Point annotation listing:
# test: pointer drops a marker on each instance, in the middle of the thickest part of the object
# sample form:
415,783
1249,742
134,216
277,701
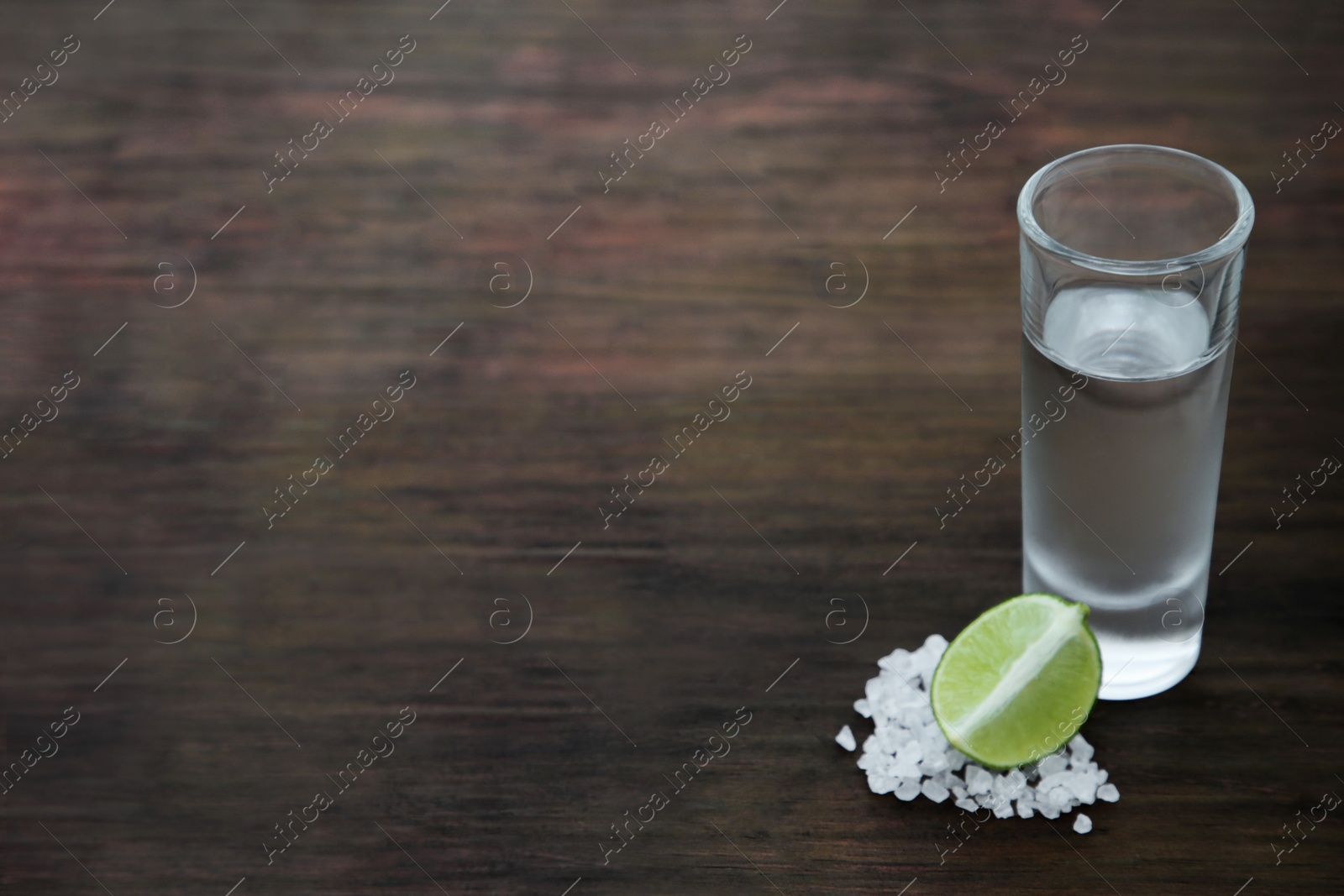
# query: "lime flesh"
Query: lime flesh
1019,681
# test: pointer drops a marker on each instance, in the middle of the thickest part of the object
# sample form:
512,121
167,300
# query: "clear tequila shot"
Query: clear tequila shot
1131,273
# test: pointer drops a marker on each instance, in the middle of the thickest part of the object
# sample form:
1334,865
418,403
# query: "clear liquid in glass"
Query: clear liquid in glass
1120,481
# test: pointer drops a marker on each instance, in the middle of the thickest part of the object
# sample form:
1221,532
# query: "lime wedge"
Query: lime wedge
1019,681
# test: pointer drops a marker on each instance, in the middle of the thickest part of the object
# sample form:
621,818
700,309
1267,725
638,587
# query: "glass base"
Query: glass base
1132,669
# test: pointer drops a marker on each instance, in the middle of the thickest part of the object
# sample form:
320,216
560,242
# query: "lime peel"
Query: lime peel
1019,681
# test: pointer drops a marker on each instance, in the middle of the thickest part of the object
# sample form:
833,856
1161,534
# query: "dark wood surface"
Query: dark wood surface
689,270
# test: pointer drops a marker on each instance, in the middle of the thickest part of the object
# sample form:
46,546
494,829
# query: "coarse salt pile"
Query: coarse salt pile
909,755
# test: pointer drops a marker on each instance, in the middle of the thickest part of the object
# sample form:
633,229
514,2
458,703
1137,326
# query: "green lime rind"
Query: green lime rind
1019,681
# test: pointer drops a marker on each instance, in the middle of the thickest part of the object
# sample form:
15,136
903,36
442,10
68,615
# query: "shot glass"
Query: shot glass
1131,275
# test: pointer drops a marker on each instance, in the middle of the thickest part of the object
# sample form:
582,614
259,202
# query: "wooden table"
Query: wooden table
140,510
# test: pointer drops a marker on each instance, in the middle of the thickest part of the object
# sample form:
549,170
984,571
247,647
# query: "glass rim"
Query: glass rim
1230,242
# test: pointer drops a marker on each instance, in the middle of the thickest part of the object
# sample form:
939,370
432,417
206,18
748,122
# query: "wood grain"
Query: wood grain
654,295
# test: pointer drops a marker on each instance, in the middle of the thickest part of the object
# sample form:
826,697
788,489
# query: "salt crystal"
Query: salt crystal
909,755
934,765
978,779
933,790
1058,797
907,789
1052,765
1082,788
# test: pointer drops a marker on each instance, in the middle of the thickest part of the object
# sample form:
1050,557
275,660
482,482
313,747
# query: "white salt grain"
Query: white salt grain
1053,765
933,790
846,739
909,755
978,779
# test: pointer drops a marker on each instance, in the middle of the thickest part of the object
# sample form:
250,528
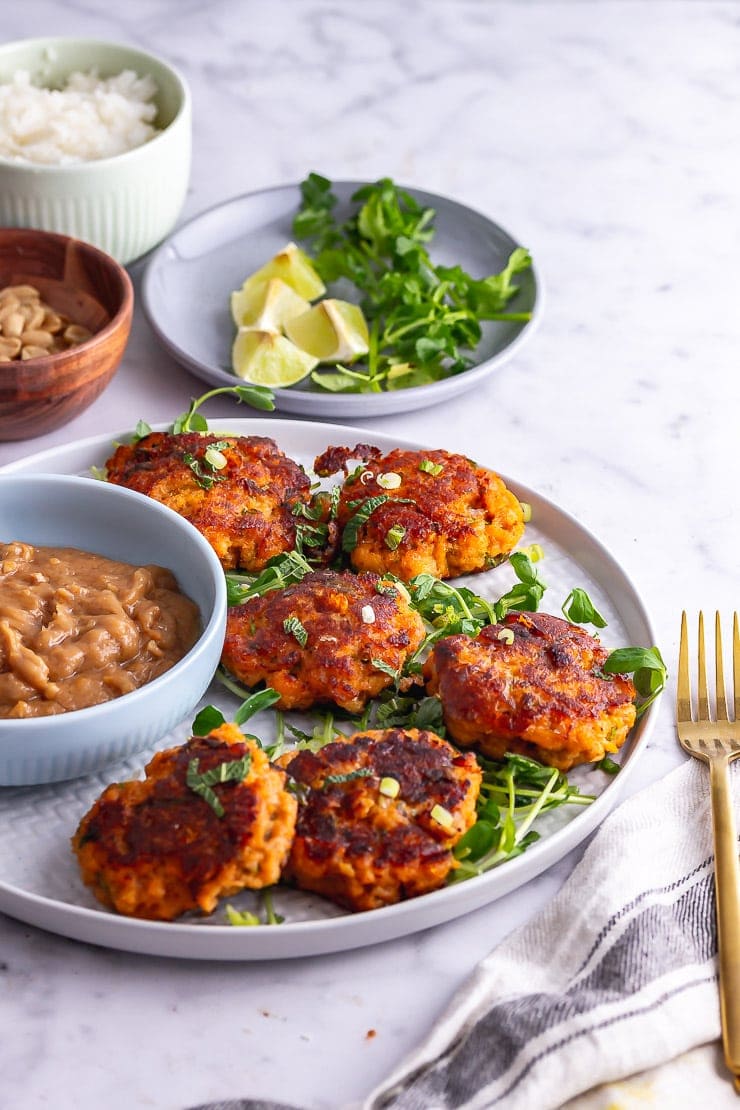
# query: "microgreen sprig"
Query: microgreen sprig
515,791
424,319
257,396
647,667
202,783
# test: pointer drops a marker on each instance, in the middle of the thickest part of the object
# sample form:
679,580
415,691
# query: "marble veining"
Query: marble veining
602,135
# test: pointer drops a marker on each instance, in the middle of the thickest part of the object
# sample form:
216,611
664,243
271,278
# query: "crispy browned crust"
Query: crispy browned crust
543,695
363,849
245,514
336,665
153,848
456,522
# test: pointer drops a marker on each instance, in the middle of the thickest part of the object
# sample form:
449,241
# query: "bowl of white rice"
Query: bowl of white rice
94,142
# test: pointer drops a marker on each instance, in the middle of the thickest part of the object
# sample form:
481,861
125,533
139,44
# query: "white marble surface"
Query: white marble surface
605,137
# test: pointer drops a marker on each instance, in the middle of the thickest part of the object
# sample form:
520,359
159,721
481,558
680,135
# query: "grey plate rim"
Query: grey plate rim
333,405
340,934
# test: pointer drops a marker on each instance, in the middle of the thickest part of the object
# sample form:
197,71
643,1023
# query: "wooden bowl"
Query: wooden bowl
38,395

EXERCISE REQUIREMENTS:
Pick out every line of the listing above that contains the string "marble", and reproduce each one in full. Treat the match as case-sensitive.

IN RESPONSE:
# query: "marble veining"
Query: marble veining
# query: "white marble surface"
Query: white marble surface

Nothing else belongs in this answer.